# Halaman
BEBERAPA surat kaleng, Desember kemarin, sempat menghebohkan
Fakultas Kedokteran UI. Beberapa Kepala Bagian dan dr. W.A.F.J.
Tumbelaka, Pembantu Dekan Bidang Akademis (merangkap Pejabat
Dekan), menerima surat yang berisi tuduhan adanya kebocoran
ujian di fakultas itu. Kebocoran yang menurut surat kaleng
tersebut terjadi di Bagian Anatomi dan Bagian Faal itu menyebut
dr GG (nama singkatan dari seorang staf pengajar Bagian Anatomi)
yang telah memberikan soal-soal ujian kepada beberapa mahasiswa.
Bahkan surat yang diterima Tumbelaka, menyebutkan keterlibatan
dua orang anaknya dalam peristiwa tersebut.
Pengusutan terhadap pengirim surat kaleng segera dilakukan.
Kabarnya seorang mahasiswa baru bernama Novarina dicurigai
sebagai orang yang membikin surat itu. "Saya merasa terkejut dan
sedih mendengar tuduhan itu", ujar yang bersangkutan. Dan bekas
mahasiswa Trisakti (sempat ke Belgia sebelum masuk ke tingkat II
FKUI) itupun sibuk menjelaskan ke beberapa staf pengajar yang
disebut-sebut dalam surat kaleng itu. "Saya tidak membuat surat
kaleng itu dan saya tidak tahu siapa yang membuatnya", ucap
Novarina sayu.
Oom Atau Ayahnya
Sedangkan dr GG yang dituduh membocorkan ujian juga melakukan
bantahan. "Apa yang disebut dr GG dalam surat kaleng itu siapa
lagi kalau bukan saya", ujar dr Gondo Gozali "tapi saya tidak
merasa membocorkan ujian". Dokter yang mengajar di Bagian
Anatomi itu mengakui, memang sering mahasiswa datang ke
rumahnya. Sebagaimana dosen lain yang mendapat tugas memberikan
bimbingan (coaching) kepada para mahasiswa yang lemah, menurut
Gondo, dia mendapat honor sebesar Rp 21 ribu. "Tentu saja dalam
coaching itu saya selalu mengarahkan pelajaran yang diberikan
kepada hal-hal yang akan diuji nanti", tambah Gondo lagi.

# Tugas A
Jawab pertanyaan berikut berdasarkan berita tentang surat kaleng di FKUI:
(i) Menurut surat kaleng itu, di bagian mana saja kebocoran ujian terjadi?
(ii) Siapa nama mahasiswa baru yang dicurigai membuat surat kaleng tersebut?
(iii) Berapa honor yang diterima Gondo untuk memberi bimbingan kepada mahasiswa yang lemah?
# Tugas B
Tulis lanjutan berita tentang surat kaleng di FKUI, mulai tepat setelah kalimat terakhirnya.

# Bahan yang Diberikan
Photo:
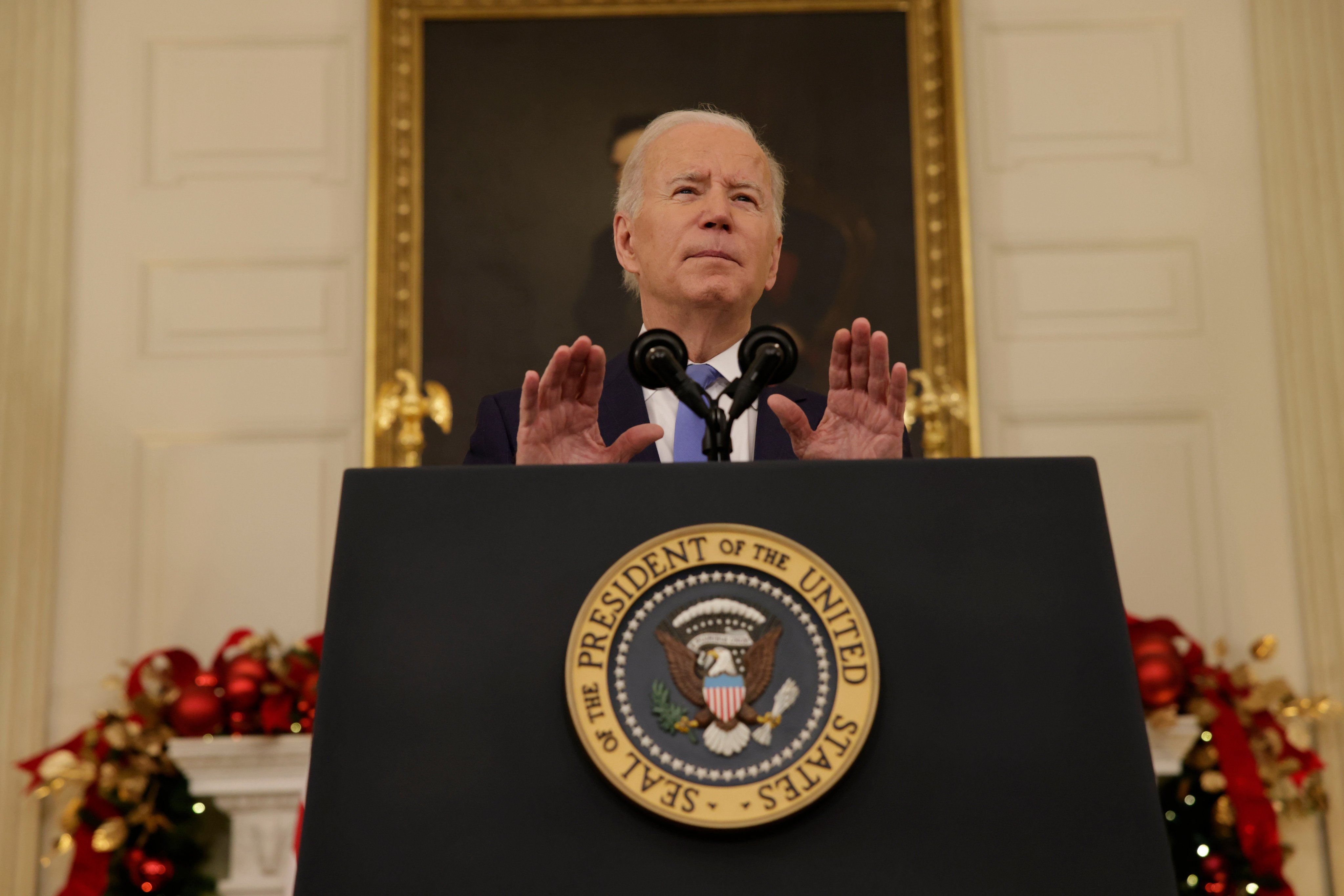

# Jawaban A
(i) Di Bagian Anatomi dan Bagian Faal.
(ii) Novarina.
(iii) Rp 21 ribu.

# Jawaban B
Tidak jelas apakah penelitian yang dilakukan terhadap kasus itu
sudah membawa hasil. Namun berdasarkan beberapa keterangan dari
para dosen yang dihubungi, kebocoran ujian di tingkat II itu
bukan tidak mungkin terjadi. "Hal serupa itu bisa terjadi di
mana saja baik sengaja maupun tidak disengaja", komentar dr
Tumbelaka, "namun saya ragu kebocoran yang terjadi itu dilakukan
secara sengaja oleh staf pengajar FKUI". Pejabat Dekan tersebut
memang mengakui bahwa secara tidak langsung, "staf pengajar yang
kebetulan oomnya atau ayahnya bisa saja dengan tidak sengaja
membantu si mahasiswa" - misalya. Lagi pula materi suatu mata
pelajaran, bukan tidak mungkin setiap tahun akan berulang-ulang
muncul kembali. Sehingga dalam ujian tidak bisa dihindarkan
adanya materi yang mungkin kebetulan sama.
Vonis Gagal
Hanya tentu saja kasus yang terjadi itu diusahakan untuk tidak
terulang lagi. Paling tidak kemungkinan kebocoran ditutup
seminimal mungkin. Misalnya dengan memberi imbalan dari fakultas
kepada dosen yang mendapat tugas membimbing. Sehingga tidak
hanya mahasiswa yang bisa bayar saja yang memperoleh kesempatan
coaching". ucap Tumbelaka. Namun tentu saja akan timbul soal,
apakah imbalan uang dari fakultas akan dapat meminggirkan
imbalan yang lebih menggairahkan, yang diberikan oleh mahasiswa?
Maklumlah, siapa yang tidak mau jadi dokter.
Tapi betulkah Denanda dan Toar (dua putera Tumbelaka) menikmati
kebocoran di Bagian Anatomi itu? "Justru pada mata pelajaran itu
kedua anak saya mendapat angka kurang. Dan karena itu kedua anak
saya terpaksa gagal meneruskan pendidikan di FKUI", ujar
Tumbelaka. Dalam mata pelajaran itu kedua anak Tumbelaka
mendapat angka 4 dan tahun akademi itu mereka terpaksa
dikeluarkan dari FKUI dan kini pindah ke FKG Trisakti.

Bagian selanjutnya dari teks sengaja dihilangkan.